# SET PROBLEM:
Restate the data below word for word. Skip any images it contains.

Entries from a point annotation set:
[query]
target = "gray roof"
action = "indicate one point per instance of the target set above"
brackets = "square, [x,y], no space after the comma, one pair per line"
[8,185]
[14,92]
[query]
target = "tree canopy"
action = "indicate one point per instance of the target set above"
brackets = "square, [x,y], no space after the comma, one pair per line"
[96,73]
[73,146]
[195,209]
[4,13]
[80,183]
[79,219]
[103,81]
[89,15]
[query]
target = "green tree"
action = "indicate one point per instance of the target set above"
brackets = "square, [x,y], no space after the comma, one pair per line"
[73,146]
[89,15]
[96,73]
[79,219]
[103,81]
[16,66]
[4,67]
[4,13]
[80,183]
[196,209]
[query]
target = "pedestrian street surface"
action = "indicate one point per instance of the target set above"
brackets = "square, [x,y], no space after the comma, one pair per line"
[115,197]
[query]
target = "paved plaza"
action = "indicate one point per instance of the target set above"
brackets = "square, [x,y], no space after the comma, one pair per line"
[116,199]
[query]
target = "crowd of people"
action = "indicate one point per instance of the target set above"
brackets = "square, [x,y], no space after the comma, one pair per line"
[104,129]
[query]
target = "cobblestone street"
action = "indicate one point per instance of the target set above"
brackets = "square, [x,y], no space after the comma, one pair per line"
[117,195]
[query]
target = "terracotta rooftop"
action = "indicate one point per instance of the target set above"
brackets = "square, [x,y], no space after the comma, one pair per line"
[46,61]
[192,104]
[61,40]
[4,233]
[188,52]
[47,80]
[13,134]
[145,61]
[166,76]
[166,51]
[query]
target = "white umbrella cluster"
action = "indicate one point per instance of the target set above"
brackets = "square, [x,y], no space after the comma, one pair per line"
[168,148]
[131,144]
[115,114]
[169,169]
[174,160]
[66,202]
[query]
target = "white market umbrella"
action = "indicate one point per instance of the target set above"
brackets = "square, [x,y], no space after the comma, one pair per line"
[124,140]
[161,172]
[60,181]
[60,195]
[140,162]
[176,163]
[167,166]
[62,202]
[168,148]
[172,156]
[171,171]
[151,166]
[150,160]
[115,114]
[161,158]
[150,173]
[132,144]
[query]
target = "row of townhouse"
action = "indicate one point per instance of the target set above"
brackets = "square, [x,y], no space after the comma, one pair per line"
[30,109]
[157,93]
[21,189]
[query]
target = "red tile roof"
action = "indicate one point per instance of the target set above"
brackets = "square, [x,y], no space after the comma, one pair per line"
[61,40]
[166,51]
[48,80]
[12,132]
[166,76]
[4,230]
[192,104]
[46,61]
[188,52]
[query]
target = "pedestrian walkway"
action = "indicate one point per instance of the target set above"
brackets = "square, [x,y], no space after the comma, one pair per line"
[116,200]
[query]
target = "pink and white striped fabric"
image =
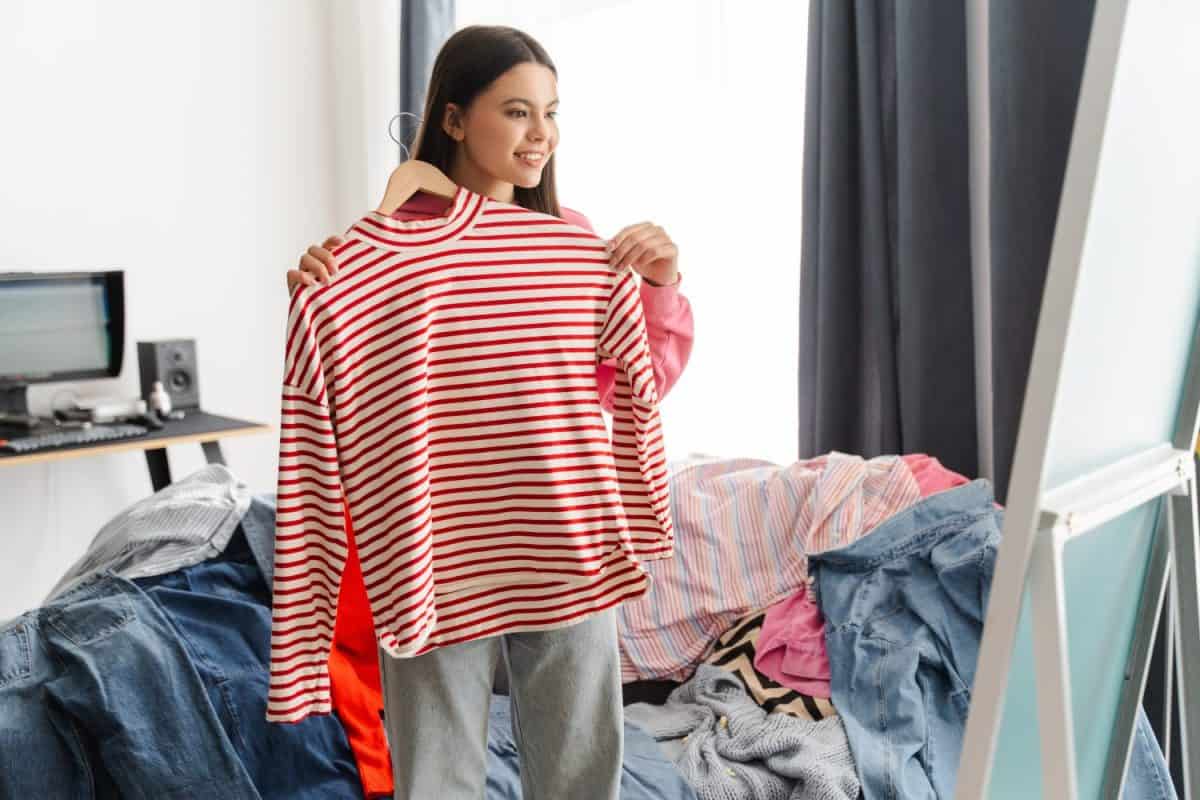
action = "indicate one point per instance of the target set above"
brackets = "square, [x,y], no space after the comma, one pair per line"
[744,531]
[445,383]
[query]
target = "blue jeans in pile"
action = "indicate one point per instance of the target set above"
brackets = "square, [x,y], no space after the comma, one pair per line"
[221,609]
[904,612]
[100,698]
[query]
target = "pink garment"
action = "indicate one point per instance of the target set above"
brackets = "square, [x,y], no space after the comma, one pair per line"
[669,320]
[743,533]
[791,647]
[930,475]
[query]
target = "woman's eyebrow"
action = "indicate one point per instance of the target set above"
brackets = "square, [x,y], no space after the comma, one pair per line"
[522,100]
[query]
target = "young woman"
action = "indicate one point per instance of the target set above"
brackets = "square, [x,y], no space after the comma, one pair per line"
[490,126]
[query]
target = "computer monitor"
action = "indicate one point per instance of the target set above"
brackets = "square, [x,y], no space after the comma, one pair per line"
[58,326]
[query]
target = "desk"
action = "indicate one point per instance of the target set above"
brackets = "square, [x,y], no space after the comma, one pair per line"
[196,426]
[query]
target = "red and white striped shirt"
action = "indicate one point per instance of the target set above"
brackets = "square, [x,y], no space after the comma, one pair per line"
[444,382]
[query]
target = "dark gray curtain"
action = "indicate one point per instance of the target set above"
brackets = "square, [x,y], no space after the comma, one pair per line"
[1037,62]
[886,361]
[887,347]
[424,26]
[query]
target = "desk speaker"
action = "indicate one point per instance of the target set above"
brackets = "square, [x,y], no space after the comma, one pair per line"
[173,362]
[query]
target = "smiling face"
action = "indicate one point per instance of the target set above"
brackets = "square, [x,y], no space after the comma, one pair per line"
[508,133]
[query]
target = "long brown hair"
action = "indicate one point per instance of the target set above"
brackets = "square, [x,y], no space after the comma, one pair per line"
[469,61]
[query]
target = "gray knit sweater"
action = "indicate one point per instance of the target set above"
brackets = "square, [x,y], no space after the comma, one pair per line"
[733,750]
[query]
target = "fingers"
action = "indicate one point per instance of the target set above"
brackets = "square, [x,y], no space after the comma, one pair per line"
[317,265]
[325,258]
[635,244]
[297,277]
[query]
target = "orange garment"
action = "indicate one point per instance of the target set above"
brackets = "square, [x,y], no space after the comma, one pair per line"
[354,678]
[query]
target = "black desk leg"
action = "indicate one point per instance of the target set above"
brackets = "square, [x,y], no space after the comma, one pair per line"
[213,452]
[160,470]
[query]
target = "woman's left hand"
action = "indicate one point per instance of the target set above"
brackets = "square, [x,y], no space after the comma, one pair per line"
[648,251]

# ANSWER FOR THIS EXERCISE:
[query]
target = "gray roof"
action = "indicate one point per instance of the target set above"
brackets = "square, [x,y], no space after the comma, one pair per line"
[8,185]
[14,92]
[query]
target = "tree canopy"
action = "indicate one point per instance of the target set above"
brackets = "square, [x,y], no space after the comma, one pair per line"
[96,73]
[73,146]
[195,209]
[4,13]
[80,183]
[79,219]
[103,81]
[89,15]
[query]
target = "green tree"
action = "indicate one point per instance of the target set above"
brackets = "square, [x,y], no space after the comma, one pair per line"
[73,146]
[89,15]
[96,73]
[79,219]
[103,81]
[16,66]
[4,67]
[4,13]
[80,183]
[196,209]
[query]
target = "pedestrian street surface"
action = "indicate one point per instance of the target set above"
brackets = "square, [x,y], no space after the comma, one pair per line"
[115,197]
[query]
target = "paved plaza"
action = "indicate one point per instance of the target set above"
brackets = "square, [x,y], no space after the comma, one pair per line"
[116,199]
[query]
target = "crowd of people"
action = "indicate one point per instance of the target set above"
brackets = "square, [x,y], no space after the comma, one pair per line"
[104,129]
[query]
target = "cobblestone street"
action = "indicate one point per instance of the target set above"
brackets = "square, [x,y], no space after the comma, one pair per line"
[117,195]
[query]
target = "terracotta rooftop"
action = "indicate one point per instance of the target set above"
brackets = "square, [x,y], no space after the comma, one pair per line"
[46,61]
[192,104]
[61,40]
[4,233]
[188,52]
[47,80]
[13,134]
[145,61]
[166,76]
[166,51]
[query]
target = "white umbrella cluster"
action = "indicate one point per instance of the target set above"
brackets = "square, [x,y], no space after the comma, one pair per line"
[168,148]
[131,144]
[115,114]
[169,169]
[174,160]
[66,202]
[query]
target = "white market umbrella"
action = "indicate one point per instance of the target set above"
brackets = "square, [x,y], no space after the comma, one pair per line"
[124,140]
[161,172]
[60,181]
[60,195]
[140,162]
[176,163]
[167,166]
[62,202]
[168,148]
[172,156]
[171,171]
[151,166]
[150,160]
[115,114]
[161,158]
[150,173]
[132,144]
[query]
target = "row of townhouse"
action = "indicate one point per instance of the target set above"
brackets = "square, [x,y], no space after the comma, one pair per line"
[30,109]
[157,93]
[21,189]
[query]
target = "red tile roof"
action = "indicate one point per instance of the target set above"
brackets = "square, [x,y], no space after the comma, one pair per line"
[61,40]
[166,51]
[48,80]
[12,132]
[166,76]
[4,230]
[192,104]
[46,61]
[188,52]
[query]
target = "pedestrian walkway"
action = "indicate one point per instance of the target set above"
brackets = "square, [x,y], no space after the comma, one pair per line"
[116,200]
[query]
target = "pink and white striped fabric"
image =
action = "indicate one point per instance of the target set above"
brackets = "square, [x,y], no space after the comma, one pair per line"
[744,531]
[445,383]
[query]
target = "blue jeans in pile"
action = "indicate one point per instance of the target set above"
brackets = "square, [x,y], no space after the comma, one pair per line"
[221,609]
[904,612]
[100,698]
[query]
target = "pink garment"
action = "indicate one point per instance of the target set above"
brackets = "square, [x,y], no space after the comma, one pair per line"
[669,320]
[743,533]
[791,647]
[930,475]
[query]
target = "woman's eyebrow"
action = "indicate one point per instance of the target set above"
brackets = "square, [x,y], no space after the comma, one pair per line"
[522,100]
[query]
target = "young woman"
action = "indicate one point per instance of the target set above"
brackets = "square, [x,y], no space after the comma, one pair per line"
[490,126]
[query]
target = "computer monitor"
action = "indicate one point per instance of the target set above"
brackets = "square, [x,y], no space after the comma, one pair per line"
[58,326]
[query]
target = "desk"
action = "indicate one point per instance of the target set above"
brackets = "square, [x,y], no space after the comma, one pair per line"
[196,426]
[query]
target = "red and white striped shirt"
action = "indicate one point per instance of the target set above"
brackets = "square, [x,y], no space after the comma, one pair per line"
[444,382]
[query]
target = "dark gray curtain"
action = "indicate one point per instance of the target set above"
brackets = "square, [x,y], no space after the comma, one pair per line"
[1037,62]
[886,361]
[887,347]
[424,26]
[query]
target = "desk speaker"
action = "indicate one point per instance of the target set above"
brackets = "square, [x,y], no space after the comma, one pair per line"
[173,362]
[query]
target = "smiling face"
action = "indicate one point per instance of the target set above"
brackets = "square, [x,y], no space after the comma, one pair per line"
[508,133]
[query]
target = "long brown hair"
action = "indicate one point per instance of the target set above"
brackets = "square, [x,y], no space after the comma, one pair per line"
[469,61]
[query]
target = "gray knit sweater"
action = "indicate one point per instance of the target set above"
brackets = "square, [x,y], no space after the comma, one pair per line"
[733,750]
[query]
target = "fingers"
action = "indicate one point per instance of the target set above"
brackets = "square, [x,y], no space after the comma, one pair per line"
[317,265]
[325,258]
[635,244]
[297,277]
[query]
target = "orange garment"
action = "indicate one point per instance of the target set above"
brackets = "square, [x,y], no space after the comma, one pair per line"
[354,678]
[query]
target = "black desk leg"
action = "indicate one point per instance of the target set above"
brackets = "square, [x,y], no space after the comma, one pair per line"
[213,452]
[160,470]
[query]
target = "woman's left hand"
action = "indicate one point per instance of the target set above"
brackets = "square, [x,y], no space after the comma, one pair per line"
[648,251]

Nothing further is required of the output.